• _Problem statement_: Whenever a line of the entries below holds the string "each", copy that line and return it.

• _Records supplied_:
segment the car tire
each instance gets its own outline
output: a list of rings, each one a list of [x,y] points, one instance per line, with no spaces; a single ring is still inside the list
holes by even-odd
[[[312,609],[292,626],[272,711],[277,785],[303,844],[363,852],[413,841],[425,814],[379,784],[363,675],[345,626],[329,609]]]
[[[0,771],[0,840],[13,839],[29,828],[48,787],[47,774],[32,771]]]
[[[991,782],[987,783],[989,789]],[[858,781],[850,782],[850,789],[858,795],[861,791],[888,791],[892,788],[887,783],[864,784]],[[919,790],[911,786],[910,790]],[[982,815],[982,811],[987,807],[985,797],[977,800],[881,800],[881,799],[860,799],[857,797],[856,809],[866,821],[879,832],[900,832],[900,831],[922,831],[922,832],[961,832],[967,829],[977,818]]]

• _Written reply_:
each instance gets its own outline
output: a list of rings, each one a list of [x,y] points, one instance per line, with no spaces; a single ring is still inside the list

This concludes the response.